A network of sisters
Applying the science of social media and data to addiction in Oklahoma
Women in Recovery’s Connections app
Lindsay McAteer’s life changed Aug. 8, 2014 when she was sitting in a Tulsa drug treatment facility suffering the early symptoms of methamphetamine withdrawal. It was the first time she’d been sober in 20 years. A few months earlier, she was pulled over by a group of unmarked police cars. She later learned they had been surveilling her for weeks.
That day, she was in Broken Arrow to deliver pounds of meth stowed away in her trunk. McAteer was facing 12 years to life in prison for trafficking, but at the last moment she received a lifeline. She was eligible for the Tulsa-based Family and Children’s Services program called Women in Recovery (WIR), which could save her from spending the next decade in prison.
“I showed up to court having gotten high on the way there,” McAteer said. “I was still using right up until the day I entered the program. None of it seemed real to me, but my attorney was amazing. She honestly didn’t even really give me another choice. She said this program is willing to take you, and this is what you’re doing. She saw something in me. Had I not been eligible for Women in Recovery, I’d have definitely gone to prison.”
The entire trajectory of McAteer’s life (and the lives of hundreds of women like her) has been altered by WIR. Recently, the intensive outpatient drug treatment program has incorporated 21st century data innovation and smartphone technology to help Oklahoma women battling addiction.
Every morning, an app on McAteer’s smartphone asks her the question, “How confident are you that you can maintain your abstinence?” Though she’s been sober four years, McAteer still finds the question and the apps presence on her phone comforting.
“I use the app daily,” she said. “It’s been helpful in a lot of ways, but the thing that probably means the most to me is that once a week it asks me to rate different aspects of my life. Including my level of anxiety, whether I’m sleeping well, whether I’m spending time with my friends and family who support me, if I’ve been involved in any risky situations. It just helps me to stay aware and also to track the pattern of what’s happening in my life.”

------------

DIRECTIONS FOR THIS TASK
In the Women in Recovery article, copy the passage starting with "The entire trajectory" and going on through "women battling addiction.", replacing "trajectory" with "course".

------------

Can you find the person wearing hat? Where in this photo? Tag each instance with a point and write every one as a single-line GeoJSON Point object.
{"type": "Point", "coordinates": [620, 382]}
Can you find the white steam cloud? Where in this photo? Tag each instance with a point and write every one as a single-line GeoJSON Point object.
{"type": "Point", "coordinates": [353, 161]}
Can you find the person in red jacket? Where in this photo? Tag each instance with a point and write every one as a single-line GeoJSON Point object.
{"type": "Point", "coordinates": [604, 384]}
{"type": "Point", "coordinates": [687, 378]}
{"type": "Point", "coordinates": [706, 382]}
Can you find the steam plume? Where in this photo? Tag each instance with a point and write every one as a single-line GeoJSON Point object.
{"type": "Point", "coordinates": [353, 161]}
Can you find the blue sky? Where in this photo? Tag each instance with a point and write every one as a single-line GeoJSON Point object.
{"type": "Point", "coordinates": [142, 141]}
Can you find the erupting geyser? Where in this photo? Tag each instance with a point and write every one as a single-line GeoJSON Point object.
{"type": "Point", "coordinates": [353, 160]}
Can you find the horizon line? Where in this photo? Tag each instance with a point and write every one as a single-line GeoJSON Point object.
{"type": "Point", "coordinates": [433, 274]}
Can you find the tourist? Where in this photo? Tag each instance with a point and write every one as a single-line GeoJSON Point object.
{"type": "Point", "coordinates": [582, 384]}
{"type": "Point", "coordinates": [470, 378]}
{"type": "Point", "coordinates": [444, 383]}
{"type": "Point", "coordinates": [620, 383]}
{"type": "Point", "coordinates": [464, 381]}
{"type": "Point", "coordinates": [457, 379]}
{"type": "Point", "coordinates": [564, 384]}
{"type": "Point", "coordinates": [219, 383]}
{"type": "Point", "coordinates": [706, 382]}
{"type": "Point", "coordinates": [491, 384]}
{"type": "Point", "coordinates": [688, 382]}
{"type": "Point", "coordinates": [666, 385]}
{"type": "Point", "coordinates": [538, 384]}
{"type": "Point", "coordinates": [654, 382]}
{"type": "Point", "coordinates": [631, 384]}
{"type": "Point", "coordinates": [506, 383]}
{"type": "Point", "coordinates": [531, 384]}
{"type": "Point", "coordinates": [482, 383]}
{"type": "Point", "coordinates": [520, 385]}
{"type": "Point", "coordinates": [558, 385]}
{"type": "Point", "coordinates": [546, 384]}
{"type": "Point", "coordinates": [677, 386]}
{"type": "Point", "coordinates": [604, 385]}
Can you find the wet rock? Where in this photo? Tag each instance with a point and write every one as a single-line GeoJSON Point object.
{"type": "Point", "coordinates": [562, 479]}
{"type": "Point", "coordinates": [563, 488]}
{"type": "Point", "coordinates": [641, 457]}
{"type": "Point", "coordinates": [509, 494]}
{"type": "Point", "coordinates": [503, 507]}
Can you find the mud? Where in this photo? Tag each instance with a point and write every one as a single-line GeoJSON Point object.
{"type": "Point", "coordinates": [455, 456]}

------------

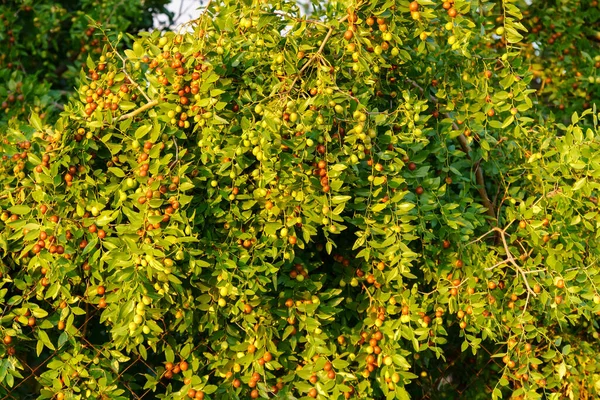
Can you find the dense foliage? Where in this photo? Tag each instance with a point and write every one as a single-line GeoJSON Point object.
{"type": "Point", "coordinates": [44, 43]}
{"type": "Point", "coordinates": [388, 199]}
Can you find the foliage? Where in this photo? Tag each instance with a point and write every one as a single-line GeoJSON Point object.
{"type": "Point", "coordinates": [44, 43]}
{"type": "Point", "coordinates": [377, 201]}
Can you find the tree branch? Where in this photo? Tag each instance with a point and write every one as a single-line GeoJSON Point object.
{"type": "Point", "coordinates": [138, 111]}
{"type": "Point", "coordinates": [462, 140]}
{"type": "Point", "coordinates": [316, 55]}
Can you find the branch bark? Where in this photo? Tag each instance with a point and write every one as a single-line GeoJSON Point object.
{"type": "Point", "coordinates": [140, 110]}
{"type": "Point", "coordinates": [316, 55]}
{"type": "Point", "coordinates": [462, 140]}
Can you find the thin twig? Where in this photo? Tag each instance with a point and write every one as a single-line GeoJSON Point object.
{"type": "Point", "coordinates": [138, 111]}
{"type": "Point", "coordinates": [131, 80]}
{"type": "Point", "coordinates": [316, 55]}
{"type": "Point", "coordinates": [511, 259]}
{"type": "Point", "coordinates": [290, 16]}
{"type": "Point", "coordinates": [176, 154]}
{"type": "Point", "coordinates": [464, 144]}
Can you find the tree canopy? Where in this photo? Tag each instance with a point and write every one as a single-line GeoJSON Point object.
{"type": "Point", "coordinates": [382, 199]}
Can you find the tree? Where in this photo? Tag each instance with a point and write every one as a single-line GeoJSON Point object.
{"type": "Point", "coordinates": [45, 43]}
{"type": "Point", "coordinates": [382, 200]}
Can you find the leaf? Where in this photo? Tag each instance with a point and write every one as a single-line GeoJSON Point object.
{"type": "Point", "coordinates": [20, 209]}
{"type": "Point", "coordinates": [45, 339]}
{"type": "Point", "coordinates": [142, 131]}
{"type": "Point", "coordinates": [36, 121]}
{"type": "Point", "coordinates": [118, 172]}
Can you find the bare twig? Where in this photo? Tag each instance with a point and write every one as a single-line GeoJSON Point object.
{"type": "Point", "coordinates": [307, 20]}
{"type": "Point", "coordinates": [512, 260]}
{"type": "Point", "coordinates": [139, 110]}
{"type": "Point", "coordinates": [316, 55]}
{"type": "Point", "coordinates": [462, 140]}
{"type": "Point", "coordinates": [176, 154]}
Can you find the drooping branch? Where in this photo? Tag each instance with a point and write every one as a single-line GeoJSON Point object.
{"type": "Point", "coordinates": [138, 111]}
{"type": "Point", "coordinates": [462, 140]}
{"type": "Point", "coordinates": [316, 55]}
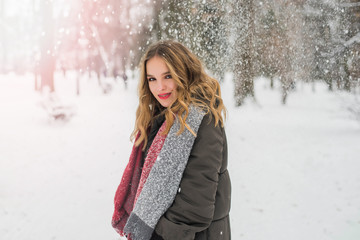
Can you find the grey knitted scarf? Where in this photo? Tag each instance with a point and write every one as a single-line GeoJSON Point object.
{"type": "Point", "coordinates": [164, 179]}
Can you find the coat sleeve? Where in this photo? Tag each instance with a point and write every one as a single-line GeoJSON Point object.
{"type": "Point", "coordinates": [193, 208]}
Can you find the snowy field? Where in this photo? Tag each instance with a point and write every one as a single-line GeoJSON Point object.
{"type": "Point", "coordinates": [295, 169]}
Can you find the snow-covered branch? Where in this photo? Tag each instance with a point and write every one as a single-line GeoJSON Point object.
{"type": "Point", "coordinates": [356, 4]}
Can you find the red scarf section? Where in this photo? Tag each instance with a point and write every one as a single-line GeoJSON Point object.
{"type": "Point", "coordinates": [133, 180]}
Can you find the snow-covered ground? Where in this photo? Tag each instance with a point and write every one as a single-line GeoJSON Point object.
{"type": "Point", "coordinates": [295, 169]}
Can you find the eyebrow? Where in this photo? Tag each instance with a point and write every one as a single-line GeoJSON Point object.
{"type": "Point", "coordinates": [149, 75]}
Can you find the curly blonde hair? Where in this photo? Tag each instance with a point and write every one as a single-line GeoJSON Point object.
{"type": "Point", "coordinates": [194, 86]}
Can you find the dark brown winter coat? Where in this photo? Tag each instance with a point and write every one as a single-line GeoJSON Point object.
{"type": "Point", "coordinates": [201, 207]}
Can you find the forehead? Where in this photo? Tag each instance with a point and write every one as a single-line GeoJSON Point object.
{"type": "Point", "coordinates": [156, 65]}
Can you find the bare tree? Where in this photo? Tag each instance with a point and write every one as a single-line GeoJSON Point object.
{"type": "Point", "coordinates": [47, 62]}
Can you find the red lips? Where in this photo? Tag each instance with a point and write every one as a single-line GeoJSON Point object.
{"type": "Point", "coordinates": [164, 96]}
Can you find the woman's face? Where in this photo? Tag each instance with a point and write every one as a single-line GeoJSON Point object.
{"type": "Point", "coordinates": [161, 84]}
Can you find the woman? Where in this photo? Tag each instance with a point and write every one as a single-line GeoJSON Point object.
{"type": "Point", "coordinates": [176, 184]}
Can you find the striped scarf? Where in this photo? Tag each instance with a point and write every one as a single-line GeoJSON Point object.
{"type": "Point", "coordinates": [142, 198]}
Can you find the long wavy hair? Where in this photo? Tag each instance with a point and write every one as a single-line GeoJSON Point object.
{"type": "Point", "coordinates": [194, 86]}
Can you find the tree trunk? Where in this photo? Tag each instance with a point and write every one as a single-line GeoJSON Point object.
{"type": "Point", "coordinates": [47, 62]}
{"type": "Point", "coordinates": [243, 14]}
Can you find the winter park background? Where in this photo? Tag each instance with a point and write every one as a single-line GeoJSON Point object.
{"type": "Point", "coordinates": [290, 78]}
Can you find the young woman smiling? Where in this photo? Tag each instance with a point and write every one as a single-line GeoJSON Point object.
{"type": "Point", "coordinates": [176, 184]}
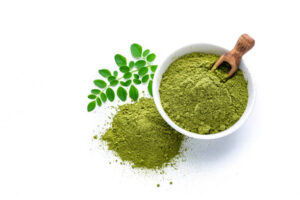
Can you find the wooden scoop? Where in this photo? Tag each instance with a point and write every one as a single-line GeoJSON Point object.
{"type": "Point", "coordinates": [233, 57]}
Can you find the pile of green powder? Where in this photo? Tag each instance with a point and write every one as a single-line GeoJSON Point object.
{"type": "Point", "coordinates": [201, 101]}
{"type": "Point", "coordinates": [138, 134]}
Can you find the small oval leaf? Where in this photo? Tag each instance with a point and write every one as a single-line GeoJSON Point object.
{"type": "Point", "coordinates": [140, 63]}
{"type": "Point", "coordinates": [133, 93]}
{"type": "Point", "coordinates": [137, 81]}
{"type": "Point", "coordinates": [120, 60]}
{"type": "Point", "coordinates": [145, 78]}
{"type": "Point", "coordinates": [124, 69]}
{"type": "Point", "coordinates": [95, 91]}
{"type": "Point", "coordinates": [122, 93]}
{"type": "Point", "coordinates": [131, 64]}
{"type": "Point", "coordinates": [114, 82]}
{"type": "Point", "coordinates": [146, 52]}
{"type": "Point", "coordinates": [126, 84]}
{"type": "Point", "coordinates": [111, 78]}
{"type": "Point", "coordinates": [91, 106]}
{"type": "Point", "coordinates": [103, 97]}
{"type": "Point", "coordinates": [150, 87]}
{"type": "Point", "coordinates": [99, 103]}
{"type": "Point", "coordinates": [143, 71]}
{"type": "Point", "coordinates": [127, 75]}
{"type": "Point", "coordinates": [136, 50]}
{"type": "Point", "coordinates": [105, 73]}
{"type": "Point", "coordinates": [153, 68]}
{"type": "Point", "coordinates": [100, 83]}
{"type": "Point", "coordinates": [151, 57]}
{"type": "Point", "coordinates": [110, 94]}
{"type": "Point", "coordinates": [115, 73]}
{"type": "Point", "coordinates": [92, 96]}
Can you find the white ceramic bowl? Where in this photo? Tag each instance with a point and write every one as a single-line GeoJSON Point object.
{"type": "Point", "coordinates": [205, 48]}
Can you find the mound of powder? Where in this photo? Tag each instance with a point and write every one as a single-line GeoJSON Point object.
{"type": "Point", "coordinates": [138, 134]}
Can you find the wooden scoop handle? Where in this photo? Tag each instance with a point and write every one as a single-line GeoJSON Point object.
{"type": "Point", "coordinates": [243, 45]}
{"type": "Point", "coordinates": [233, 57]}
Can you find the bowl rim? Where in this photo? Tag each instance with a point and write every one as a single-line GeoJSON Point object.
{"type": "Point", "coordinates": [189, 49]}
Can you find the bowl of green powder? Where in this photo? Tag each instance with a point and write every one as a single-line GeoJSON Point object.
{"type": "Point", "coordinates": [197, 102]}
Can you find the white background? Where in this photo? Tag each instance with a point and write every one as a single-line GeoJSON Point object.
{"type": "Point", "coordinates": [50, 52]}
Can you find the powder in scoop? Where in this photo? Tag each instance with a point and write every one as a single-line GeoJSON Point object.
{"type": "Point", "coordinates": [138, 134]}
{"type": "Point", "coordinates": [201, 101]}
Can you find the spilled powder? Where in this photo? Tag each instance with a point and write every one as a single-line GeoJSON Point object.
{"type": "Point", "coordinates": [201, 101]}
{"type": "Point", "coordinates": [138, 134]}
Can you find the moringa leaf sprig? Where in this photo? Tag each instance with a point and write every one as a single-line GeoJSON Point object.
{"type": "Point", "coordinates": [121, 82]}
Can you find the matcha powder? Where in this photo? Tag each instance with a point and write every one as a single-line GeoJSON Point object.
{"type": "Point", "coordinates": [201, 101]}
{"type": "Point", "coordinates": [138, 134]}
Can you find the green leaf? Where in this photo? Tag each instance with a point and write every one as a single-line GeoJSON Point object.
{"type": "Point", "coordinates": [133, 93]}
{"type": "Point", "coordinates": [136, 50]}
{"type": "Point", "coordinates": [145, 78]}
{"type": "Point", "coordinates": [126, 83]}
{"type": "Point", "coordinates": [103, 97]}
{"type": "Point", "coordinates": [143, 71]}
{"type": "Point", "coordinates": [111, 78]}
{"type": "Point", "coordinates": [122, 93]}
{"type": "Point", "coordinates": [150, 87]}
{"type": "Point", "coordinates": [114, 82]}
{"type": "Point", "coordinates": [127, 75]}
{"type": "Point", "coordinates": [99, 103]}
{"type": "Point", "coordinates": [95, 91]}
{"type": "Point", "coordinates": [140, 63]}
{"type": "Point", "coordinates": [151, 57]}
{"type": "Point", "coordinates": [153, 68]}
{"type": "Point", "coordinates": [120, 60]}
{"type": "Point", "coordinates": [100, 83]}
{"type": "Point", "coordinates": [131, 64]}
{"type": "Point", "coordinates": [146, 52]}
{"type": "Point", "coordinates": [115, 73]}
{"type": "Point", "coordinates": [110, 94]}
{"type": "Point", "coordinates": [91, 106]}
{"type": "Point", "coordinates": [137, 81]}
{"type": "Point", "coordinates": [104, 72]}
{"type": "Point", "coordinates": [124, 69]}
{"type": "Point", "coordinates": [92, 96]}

------------

RESPONSE
The entire course of McAteer’s life (and the lives of hundreds of women like her) has been altered by WIR. Recently, the intensive outpatient drug treatment program has incorporated 21st century data innovation and smartphone technology to help Oklahoma women battling addiction.